La dérive paranoïaque.
 
À l’autre extrême, le trait paranoïaque manifestement ne bouge rien de son identité dans la fréquentation de ses pairs, cette fonction de « sas identitaire » disparaissant parfois totalement devant la rigidité défensive de son système de pensée.
Un bon exemple de cela se trouve dans le texte autobiographique de Schrebert[8]
Des changements de détail seraient préjudiciables à la fraîcheur première de l’exposé.
C’est ainsi qu’il est à mon avis sans importance signi?cative que les constructions auxquelles je m’étais livré par le passé à propos de la relation attentatoire à l’ordre de l’univers qui s’est nouée entre Dieu et moi soient plus ou moins entachées d'erreur. Seules, au demeurant, peuvent prétendre être de portée universelle celles des conclusions auxquelles je suis parvenu en me fondant sur mes impressions et mes expériences vécues ayant trait aux données permanentes qui sont là en cause, et qui touchent à l'essence de Dieu et à ses attributs, à l’immortalité de l’âme, etc. Sous ce rapport, je n’ai, même après mes expériences les plus récentes, pas la moindre modi?cation à apporter à mes croyances fondamentales d’autrefois, celles notamment développées aux chapitres I, II, XVIII et XIX de mes Mémoires.
 
Là encore, on ne peut être plus clair ! L’absolue vérité est là interne, totalement à l’abri du moindre vacillement, de la moindre rencontre. L’origine de telles structures psychiques est probablement de même nature que pour le trait schizophrénique, sauf que l’image du corps est dans ce cas déjà constituée, ce qui laisse supposer que la rencontre avec la certitude indiscutable de l’autre s’est faite plus tard dans la constitution de la personnalité. Le corps était déjà rassemblé dans la symbolisation de l’enfant, et sa rencontre plus tardive avec les vérités de l’autre, à défaut de l’éclater comme dans le trait précédent, ne lui laissait que le loisir d’y entrer complètement à son tour pour survivre.

----

- [Exercice]
D'après le texte étudié, quelle fonction disparaît parfois totalement chez le trait paranoïaque devant la rigidité défensive de son système de pensée ?

- [Données fournies]
----

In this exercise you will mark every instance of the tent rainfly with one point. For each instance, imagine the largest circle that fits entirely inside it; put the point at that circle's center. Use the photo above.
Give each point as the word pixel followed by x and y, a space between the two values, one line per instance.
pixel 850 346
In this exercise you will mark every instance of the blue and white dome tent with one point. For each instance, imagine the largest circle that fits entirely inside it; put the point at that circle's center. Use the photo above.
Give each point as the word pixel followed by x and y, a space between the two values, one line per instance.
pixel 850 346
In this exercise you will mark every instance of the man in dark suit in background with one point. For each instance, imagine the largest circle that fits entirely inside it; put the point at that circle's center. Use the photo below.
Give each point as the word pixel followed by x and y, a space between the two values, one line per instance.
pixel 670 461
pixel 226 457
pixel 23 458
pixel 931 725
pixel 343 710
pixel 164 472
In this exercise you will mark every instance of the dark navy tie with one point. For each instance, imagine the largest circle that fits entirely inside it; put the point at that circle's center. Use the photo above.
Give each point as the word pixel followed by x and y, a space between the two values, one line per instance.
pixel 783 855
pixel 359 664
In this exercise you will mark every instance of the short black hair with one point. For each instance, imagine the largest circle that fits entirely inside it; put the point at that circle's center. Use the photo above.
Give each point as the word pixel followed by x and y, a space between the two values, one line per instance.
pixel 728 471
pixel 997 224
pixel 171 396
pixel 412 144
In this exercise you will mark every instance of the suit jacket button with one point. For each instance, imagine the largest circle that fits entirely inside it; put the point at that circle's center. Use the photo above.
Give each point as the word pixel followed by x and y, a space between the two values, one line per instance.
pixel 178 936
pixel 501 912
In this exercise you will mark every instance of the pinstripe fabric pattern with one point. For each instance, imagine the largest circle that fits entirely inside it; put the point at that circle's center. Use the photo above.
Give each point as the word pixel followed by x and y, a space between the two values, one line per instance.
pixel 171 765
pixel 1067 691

----

- [Réponse]
La fonction de « sas identitaire ».